(Part of a data file)
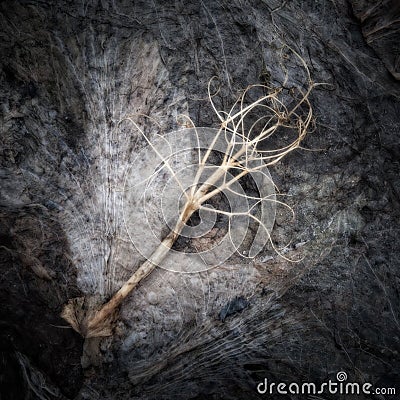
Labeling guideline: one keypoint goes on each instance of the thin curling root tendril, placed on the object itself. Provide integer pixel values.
(248, 130)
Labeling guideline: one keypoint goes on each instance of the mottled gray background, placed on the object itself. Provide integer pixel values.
(70, 71)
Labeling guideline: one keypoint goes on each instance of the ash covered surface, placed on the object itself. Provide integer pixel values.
(70, 71)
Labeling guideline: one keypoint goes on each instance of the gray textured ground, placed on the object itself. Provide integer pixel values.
(70, 71)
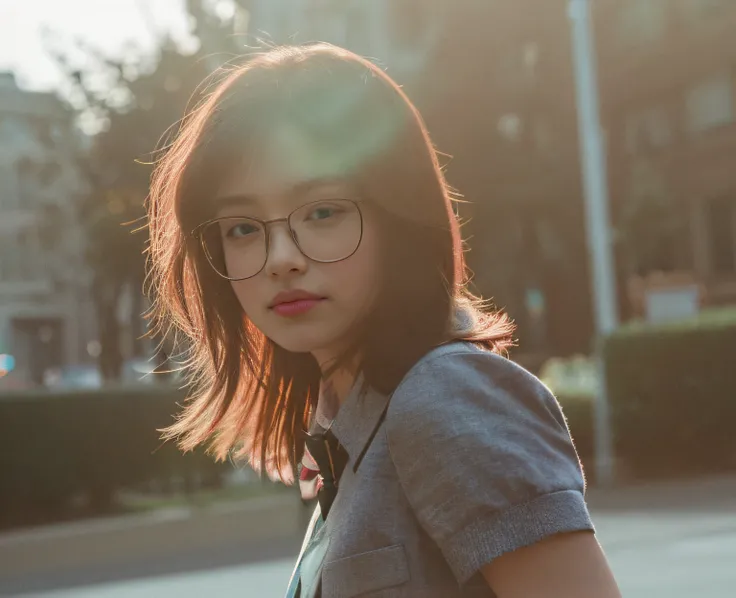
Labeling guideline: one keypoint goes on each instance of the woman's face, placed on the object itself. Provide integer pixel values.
(297, 299)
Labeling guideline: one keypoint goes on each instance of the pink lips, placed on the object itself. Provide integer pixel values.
(294, 303)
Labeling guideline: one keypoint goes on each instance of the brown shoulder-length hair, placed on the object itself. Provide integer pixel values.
(249, 396)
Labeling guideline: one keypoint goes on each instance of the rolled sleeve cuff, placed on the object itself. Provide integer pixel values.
(521, 525)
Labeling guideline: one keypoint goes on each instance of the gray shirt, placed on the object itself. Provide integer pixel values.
(472, 460)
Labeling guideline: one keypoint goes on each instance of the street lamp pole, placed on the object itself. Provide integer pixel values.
(595, 186)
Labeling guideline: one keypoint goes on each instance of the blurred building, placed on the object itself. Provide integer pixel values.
(43, 306)
(401, 35)
(495, 82)
(668, 89)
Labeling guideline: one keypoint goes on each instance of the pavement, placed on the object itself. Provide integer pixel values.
(673, 540)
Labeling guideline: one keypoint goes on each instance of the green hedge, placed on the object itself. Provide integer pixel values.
(60, 448)
(672, 390)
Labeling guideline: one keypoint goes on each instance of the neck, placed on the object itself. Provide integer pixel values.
(337, 382)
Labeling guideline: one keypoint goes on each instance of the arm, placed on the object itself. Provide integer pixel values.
(565, 566)
(506, 494)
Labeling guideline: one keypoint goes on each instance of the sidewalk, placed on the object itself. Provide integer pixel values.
(643, 529)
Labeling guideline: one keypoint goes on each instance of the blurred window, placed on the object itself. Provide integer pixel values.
(647, 129)
(698, 10)
(642, 21)
(710, 104)
(721, 215)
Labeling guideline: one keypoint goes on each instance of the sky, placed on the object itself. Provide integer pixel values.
(107, 25)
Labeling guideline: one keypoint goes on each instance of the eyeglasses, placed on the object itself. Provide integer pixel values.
(325, 231)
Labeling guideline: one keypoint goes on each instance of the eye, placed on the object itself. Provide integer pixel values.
(241, 230)
(324, 212)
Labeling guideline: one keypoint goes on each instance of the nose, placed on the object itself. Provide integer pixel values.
(284, 257)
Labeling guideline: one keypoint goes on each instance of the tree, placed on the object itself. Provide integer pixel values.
(134, 103)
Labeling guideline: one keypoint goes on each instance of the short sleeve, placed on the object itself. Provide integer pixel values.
(484, 456)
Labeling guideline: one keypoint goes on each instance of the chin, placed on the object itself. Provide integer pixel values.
(302, 342)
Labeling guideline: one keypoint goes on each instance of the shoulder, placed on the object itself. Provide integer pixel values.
(459, 379)
(484, 456)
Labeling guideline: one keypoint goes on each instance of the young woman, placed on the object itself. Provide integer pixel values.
(303, 240)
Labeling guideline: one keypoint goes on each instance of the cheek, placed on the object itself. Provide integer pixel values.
(360, 275)
(247, 292)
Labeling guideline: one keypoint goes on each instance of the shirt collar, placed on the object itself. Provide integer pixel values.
(358, 418)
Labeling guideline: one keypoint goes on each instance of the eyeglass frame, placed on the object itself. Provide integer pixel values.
(196, 233)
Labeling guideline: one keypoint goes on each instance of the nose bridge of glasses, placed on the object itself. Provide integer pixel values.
(280, 236)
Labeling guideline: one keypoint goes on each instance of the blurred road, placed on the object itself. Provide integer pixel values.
(659, 543)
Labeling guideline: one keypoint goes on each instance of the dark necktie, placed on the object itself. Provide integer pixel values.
(331, 458)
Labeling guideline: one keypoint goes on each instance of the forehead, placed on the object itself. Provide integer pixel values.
(286, 158)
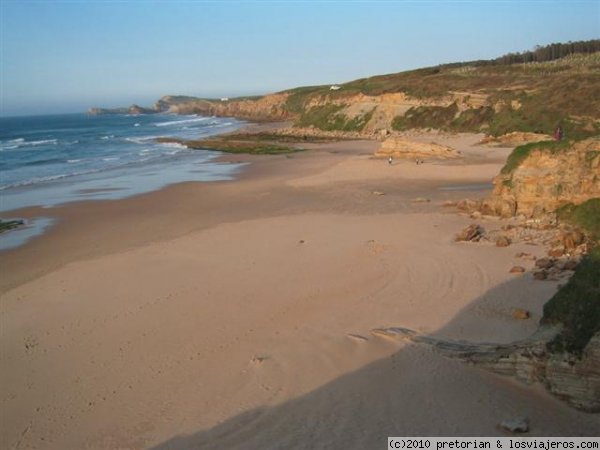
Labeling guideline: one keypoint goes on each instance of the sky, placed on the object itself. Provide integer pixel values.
(65, 56)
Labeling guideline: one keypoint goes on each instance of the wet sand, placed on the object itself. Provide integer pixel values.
(236, 314)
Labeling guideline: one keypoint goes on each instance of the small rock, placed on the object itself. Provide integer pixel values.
(572, 239)
(556, 252)
(473, 232)
(516, 424)
(544, 263)
(540, 275)
(502, 241)
(466, 205)
(521, 314)
(525, 256)
(357, 337)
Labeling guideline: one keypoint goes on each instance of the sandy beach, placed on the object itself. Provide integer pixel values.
(237, 314)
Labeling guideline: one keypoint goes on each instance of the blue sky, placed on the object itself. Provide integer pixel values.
(64, 56)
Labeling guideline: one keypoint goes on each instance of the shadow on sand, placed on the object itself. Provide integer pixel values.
(414, 392)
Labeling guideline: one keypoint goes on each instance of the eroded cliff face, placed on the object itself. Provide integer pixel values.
(575, 380)
(399, 147)
(269, 107)
(547, 179)
(381, 108)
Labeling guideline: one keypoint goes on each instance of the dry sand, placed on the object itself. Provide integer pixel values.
(237, 314)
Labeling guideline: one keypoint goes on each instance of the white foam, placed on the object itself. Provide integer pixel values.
(174, 145)
(177, 122)
(42, 142)
(140, 140)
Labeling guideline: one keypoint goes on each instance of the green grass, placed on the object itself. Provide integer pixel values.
(558, 93)
(520, 153)
(577, 306)
(329, 118)
(249, 147)
(585, 215)
(426, 117)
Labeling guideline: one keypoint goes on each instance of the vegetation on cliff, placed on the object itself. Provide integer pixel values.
(519, 154)
(236, 144)
(534, 91)
(577, 304)
(577, 307)
(329, 118)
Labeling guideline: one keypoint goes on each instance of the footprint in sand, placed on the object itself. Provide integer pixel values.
(357, 337)
(375, 248)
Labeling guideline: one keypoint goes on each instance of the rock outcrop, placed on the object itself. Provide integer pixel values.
(547, 178)
(575, 380)
(269, 107)
(516, 138)
(133, 109)
(398, 147)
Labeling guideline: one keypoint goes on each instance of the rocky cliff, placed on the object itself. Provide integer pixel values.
(539, 178)
(573, 379)
(398, 147)
(467, 97)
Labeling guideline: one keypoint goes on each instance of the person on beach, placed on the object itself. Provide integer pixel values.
(558, 134)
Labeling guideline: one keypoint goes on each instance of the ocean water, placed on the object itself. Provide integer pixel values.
(50, 160)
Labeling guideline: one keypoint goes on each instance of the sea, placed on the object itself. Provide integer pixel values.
(51, 160)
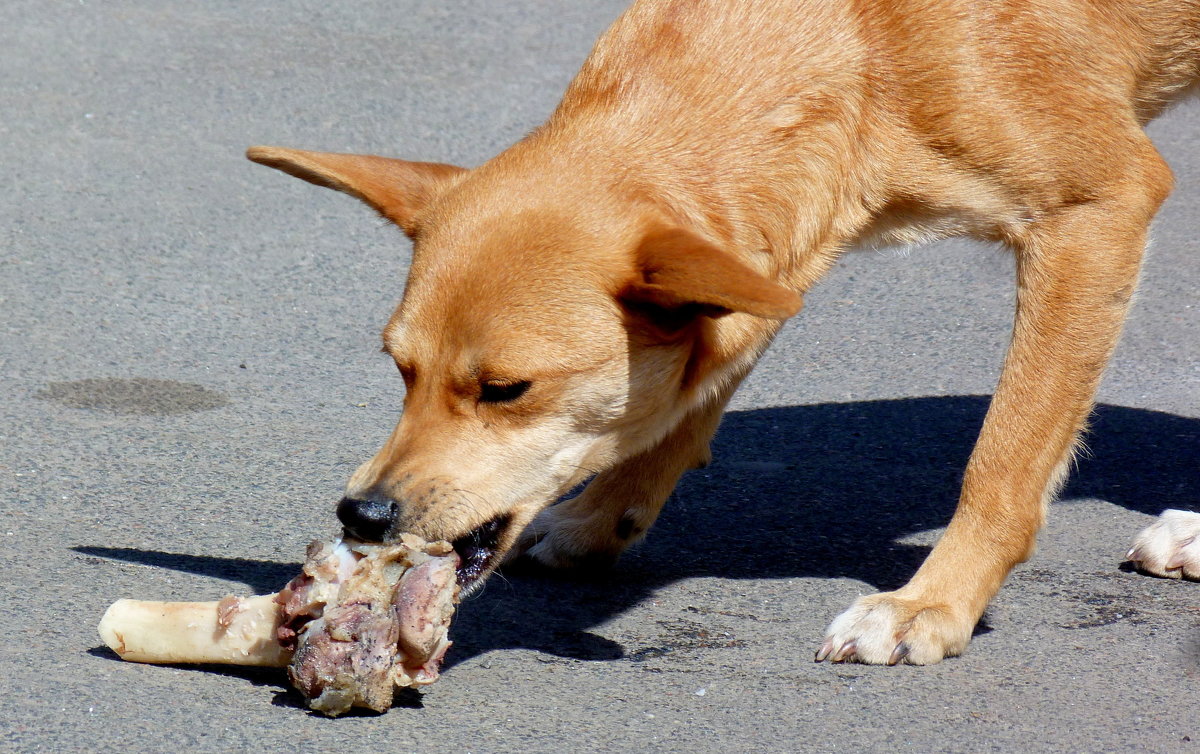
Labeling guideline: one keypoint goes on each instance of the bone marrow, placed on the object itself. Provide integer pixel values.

**Work to be completed**
Copy the entire listing above line for line without changing anything, and leave the pictures out.

**Final result**
Labeling guideline: one keypoint goes on each instance of the thin curling root tendril, placed on the object itself. Provide integer pixel values.
(248, 130)
Labeling guideline: one keypoint goes on each instance of the mottled gray background, placed on the object itself. Provide integer pixel values.
(70, 71)
Labeling guideline: one keypoint goes on each instance of the ash covered surface, placed on the object itself. Provide integer pixel values.
(70, 71)
Labeling guideline: one keypoint goes on each instance of the gray textured ground, placed on the object itself. Provide integer pixel values.
(70, 71)
Labeling guideline: one keypoint goes on each instance of the woman's face, placed on the object itself. Provide integer pixel values.
(297, 299)
Labeling guideline: one keypoint goes on each instance of the pink lips, placed on the object itself. Provide integer pixel values.
(294, 303)
Labeling guideline: one keypoint goes on each instance of the brown shoulder-length hair, placed on the object itself. Provide integer pixel values.
(249, 396)
Labeling guideline: one keypoint goes on each instance of the rolled sleeve cuff, placed on the object itself. Provide integer pixel values.
(521, 525)
Labeling guideline: one keypoint goes on each instance of the gray shirt, placed on the object itself. Provide integer pixel values.
(472, 460)
Labeling guideline: one keypoint goes on each instance of the street lamp pole, placed on the object itself. Provide integer pixel values.
(595, 186)
Labeling guideline: one keypoint goes on each instance of the blurred building, placed on the object itself. Provide integer pixel values.
(43, 306)
(401, 35)
(495, 82)
(668, 89)
Labeling guideline: one keypoint goes on each instance of the pavement, placed on the object itself. Provide integer pixel values.
(673, 540)
Labeling guideline: one keypoint goes on each instance of the green hedge, placed on the object itself. Provide integer pixel values.
(60, 448)
(672, 390)
Labeling guideline: one keypoint goes on each instance of the neck, placed on the object itself. Provide integer pixel values.
(337, 382)
Labeling guideline: one keypoint goes on each instance of the arm, placed on the object itself. Provide integer pixel values.
(565, 566)
(506, 494)
Labeling guideline: one keypoint goes on each instance of the sidewalk, placed on the object itself. Provide integer pixel values.
(643, 529)
Labeling guideline: one keypoint goes on each instance of the blurred window, placed on the object itself. Provide integer pixel values.
(647, 129)
(698, 10)
(642, 21)
(710, 104)
(721, 215)
Labeling guideline: one keypoint goes on each instance of the sky, placed on the object itself. Provide integer pixel values.
(107, 25)
Labeling guideline: one keypoint goes on each instance of the eyeglasses, placed on the object itself. Provide integer pixel values.
(325, 231)
Labeling guideline: one keypoint goes on each instance of the eye, placed on the object itself. Provide integer pixel values.
(241, 230)
(324, 212)
Labeling guideline: one keypoint goes on each instance of the nose, placed on the object itself. Provide integer pixel values.
(284, 257)
Labeling guideline: one keypoint goes on each instance of the tree, placed on the object itself. Provide integer pixel values.
(134, 103)
Labeling guideline: one keypoint goes on each instance of the short sleeve, placed on the object itself. Provide integer pixel values.
(484, 456)
Labeling guideline: one keypoint goes on each instance of the chin, placed on the object itself. Provide integer pixel values.
(302, 342)
Labeling guideline: one keypoint goes on each instance of the shoulder, placed on the object itself. Provide integer pixel values.
(459, 379)
(484, 456)
Labeling guideline: one keypoint goes on each instance of the young woman, placed on the object itself. Provide integer pixel values.
(303, 240)
Labeling guideline: one keypoint goes on each instance of the cheek, placed on the object itself. Provide integer pixel values.
(360, 275)
(247, 292)
Labeling guideline: one keypoint goes on each instance of the shirt collar, placed on the object itself. Provide integer pixel values.
(358, 418)
Labeling guideline: one keypoint goes on each instance of the eyeglass frame, placed on the object itself. Provide integer pixel values.
(196, 233)
Labeling guideline: one keypoint goes on each instance of the nose bridge of glasses, placed on the object itself. Provide integer pixel values.
(280, 236)
Labeling guideline: one keypoint goes on each instance of the blurred road, placed on the object itself. Provide integer pixel values.
(659, 543)
Labeling guideline: one keypoint goes on each instance of the dark necktie, placed on the object itself. Provide integer pixel values.
(331, 458)
Labeling guideline: one keypoint goes on each instance of the forehead, placed on the object itself. Provide integer pixel values.
(286, 158)
Labeling guideline: one keypoint goes on each instance of the sky, placed on the object itself. Provide integer pixel values.
(65, 56)
Labeling guideline: one keypoint goes on each instance of the wet sand, placed on the object itself. Provide integer pixel values.
(236, 314)
Labeling guideline: one keypoint goes on each instance of the small rock, placed on the object itself. Provide integer pixel values.
(572, 239)
(556, 252)
(473, 232)
(516, 424)
(544, 263)
(540, 275)
(502, 241)
(466, 205)
(521, 314)
(525, 256)
(357, 337)
Labeling guideline: one keypoint goes on each instance of the sandy beach, placed on the object itself. Provide integer pixel values.
(237, 314)
Labeling guideline: one keypoint goes on each instance of the blue sky, placed on the object itself. Provide integer pixel values.
(64, 56)
Labeling guideline: one keypoint goes on each instance of the shadow on sand, placed on the object itself. Provide integer pixel values.
(414, 392)
Labeling guideline: one keypoint goes on each instance of the eroded cliff face, placed on the object itself. Provide integer pixel values.
(575, 380)
(399, 147)
(269, 107)
(547, 179)
(381, 108)
Labeling guideline: one keypoint goes on each instance of the dry sand, placed on the object itself. Provide integer pixel values.
(237, 314)
Labeling guideline: one keypoint goes on each instance of the white foam, placed on the object itself. Provide integer pixel values.
(174, 145)
(177, 122)
(42, 142)
(140, 140)
Labeling guideline: one keypoint goes on each instance of the green grass, placed on the object itself. Provide integer pixel values.
(558, 93)
(520, 153)
(577, 306)
(329, 118)
(249, 147)
(585, 215)
(426, 117)
Labeling guideline: one keypoint goes on each instance of the vegetation on cliff, placed on the object itself. Provide integer pixel values.
(519, 154)
(236, 144)
(534, 91)
(577, 304)
(577, 307)
(329, 118)
Labeling guideline: one keypoint goes on each instance of the footprint in sand, placed on the object itself. Provide integer pixel values.
(357, 337)
(375, 248)
Labeling guideline: one keypoint goes on each instance of the rock outcrop, placed on the object itself. Provide integer pixel values.
(547, 178)
(575, 380)
(269, 107)
(516, 138)
(133, 109)
(398, 147)
Labeling guideline: one keypoint goes on each instance of the rocky cliff, placed on the object itself. Provide integer pixel values.
(539, 178)
(573, 379)
(398, 147)
(467, 97)
Labeling guideline: one keypoint goes on each instance of the person on beach, placed on the object itself. Provide integer pixel values.
(558, 134)
Labeling guideline: one keypoint goes on each instance of the ocean water, placed on the object itself. Provide integer pixel values.
(50, 160)
Labeling guideline: one keypoint goes on each instance of the sea, placed on the object itself. Provide integer pixel values.
(51, 160)
Labeling guideline: one keypoint goes on each instance of the bone marrow, placed on the object itself. Provide integer pixel values.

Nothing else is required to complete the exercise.